§ Document excerpt:
= = = =

Grading my summer league predictions
How did I do?
At the beginning of the summer I posted my predictions for summer league. Let's take a look at how I did.
The image below shows the predicted and actual final standings:
I got 2 predictions exactly right; my worst prediction was off by seven; and most predictions were off by 2-5 spots. There was an average difference of 2.9 spots between where I predicted a team to finish and where they actually finished.
Well, how did I do?
So, did I do a good job predicting or not? In order to answer that question, we need some way to grade my predictions. We'll discuss a few ways of grading, starting with the very simple and ending with the more nuanced measures.
My first idea for grading my predictions was to compare them to a totally "naive" prediction. Say I had no idea which teams would be better than others. I could simply "predict" that every team would be equal, and finish tied for 8.5th place.
Using this method, two predictions would be off by 0.5 (the teams that finish 8th & 9th), two would be off by 1.5 (teams finishing 7th & 10th) .. and so on, up to the teams finishing in 1st and 16th whose predictions were off by 7.5. The average difference using this method would be 4.0.
In a way, this "ignorant" method is actually a pretty good prediction—you'll never get a prediction wrong by more than 7.5 spots. When you go out on a limb and predict a team to finish in 1st place, you're being vulnerable—opening yourself up to the possibility of being off by 15 spots. (This reminds me of the advice to invest in index funds because you're guaranteed to get "pretty good results" eve. My 401k is in index funds, but my frisbee predictions are just for fun—so I'm still going to try to "beat the market", so to speak.)

= = = =

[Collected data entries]
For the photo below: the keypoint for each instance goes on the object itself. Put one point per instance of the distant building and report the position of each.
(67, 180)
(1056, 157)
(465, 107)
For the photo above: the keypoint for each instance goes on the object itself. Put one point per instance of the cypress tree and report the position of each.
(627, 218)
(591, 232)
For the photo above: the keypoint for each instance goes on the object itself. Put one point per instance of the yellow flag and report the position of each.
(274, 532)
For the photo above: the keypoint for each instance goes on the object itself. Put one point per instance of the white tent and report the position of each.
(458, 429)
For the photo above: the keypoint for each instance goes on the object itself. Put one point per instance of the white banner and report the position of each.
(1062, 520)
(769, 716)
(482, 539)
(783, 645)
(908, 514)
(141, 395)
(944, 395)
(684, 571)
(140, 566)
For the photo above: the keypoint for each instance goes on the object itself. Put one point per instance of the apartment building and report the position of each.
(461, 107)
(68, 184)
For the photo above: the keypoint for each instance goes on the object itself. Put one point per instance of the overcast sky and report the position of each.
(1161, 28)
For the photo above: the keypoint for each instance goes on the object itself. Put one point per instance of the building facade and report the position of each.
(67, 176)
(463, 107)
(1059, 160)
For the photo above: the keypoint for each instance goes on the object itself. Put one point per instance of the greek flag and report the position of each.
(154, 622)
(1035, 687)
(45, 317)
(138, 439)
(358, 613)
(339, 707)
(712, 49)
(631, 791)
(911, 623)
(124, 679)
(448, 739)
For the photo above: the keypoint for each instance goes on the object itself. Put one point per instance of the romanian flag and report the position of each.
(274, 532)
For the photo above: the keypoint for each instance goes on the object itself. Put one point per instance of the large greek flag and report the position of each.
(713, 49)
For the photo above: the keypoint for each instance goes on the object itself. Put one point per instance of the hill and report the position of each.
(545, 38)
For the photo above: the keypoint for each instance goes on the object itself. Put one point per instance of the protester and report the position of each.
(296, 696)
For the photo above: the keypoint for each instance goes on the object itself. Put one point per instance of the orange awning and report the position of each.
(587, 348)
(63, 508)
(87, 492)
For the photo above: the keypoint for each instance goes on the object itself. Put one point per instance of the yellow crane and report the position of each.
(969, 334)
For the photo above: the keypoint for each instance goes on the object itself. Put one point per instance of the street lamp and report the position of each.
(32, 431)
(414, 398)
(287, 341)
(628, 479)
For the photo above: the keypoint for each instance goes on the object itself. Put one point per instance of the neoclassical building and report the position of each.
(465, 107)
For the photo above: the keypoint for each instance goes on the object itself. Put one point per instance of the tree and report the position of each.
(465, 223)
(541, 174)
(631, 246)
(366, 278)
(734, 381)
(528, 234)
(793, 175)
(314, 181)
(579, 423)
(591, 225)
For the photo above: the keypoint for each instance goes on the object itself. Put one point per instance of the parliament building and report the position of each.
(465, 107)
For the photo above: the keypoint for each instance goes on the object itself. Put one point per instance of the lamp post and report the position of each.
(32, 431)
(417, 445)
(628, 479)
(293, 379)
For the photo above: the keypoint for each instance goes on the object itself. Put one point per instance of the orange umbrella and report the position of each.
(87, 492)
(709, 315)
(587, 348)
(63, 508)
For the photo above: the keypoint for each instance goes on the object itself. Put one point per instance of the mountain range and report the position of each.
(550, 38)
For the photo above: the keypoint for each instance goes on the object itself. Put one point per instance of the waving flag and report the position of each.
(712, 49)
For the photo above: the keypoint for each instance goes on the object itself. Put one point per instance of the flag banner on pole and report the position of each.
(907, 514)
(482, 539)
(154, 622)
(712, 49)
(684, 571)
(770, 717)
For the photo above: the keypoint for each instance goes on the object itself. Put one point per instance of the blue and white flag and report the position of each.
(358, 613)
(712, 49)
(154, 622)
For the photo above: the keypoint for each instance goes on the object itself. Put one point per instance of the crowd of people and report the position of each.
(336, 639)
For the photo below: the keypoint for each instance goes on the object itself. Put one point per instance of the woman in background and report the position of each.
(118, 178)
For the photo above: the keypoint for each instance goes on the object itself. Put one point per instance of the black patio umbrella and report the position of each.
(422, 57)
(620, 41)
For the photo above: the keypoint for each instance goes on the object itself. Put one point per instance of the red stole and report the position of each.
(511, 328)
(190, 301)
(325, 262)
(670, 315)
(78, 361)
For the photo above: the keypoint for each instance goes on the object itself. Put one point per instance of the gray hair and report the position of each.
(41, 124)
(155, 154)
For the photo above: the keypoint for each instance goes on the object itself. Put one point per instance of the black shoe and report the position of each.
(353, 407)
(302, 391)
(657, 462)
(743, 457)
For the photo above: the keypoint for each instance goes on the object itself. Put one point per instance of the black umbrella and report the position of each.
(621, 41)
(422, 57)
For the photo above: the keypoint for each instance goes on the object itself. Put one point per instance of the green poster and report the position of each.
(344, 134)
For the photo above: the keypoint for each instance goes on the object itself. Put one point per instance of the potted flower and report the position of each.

= = = =

§ Work to do:
- A) From the post grading summer league predictions, quote the passage starting with "Using this method, two" and going on through "would be 4.0.".
- B) Render this sentence from the post grading summer league predictions in Spanish: "There was an average difference of 2.9 spots between where I predicted a team to finish and where they actually finished."

§ The solutions:
- A)
Using this method, two predictions would be off by 0.5 (the teams that finish 8th & 9th), two would be off by 1.5 (teams finishing 7th & 10th) .. and so on, up to the teams finishing in 1st and 16th whose predictions were off by 7.5. The average difference using this method would be 4.0.

- B) Hubo una diferencia promedio de 2,9 puestos entre el lugar en que predije que terminaría un equipo y el lugar en que realmente terminó.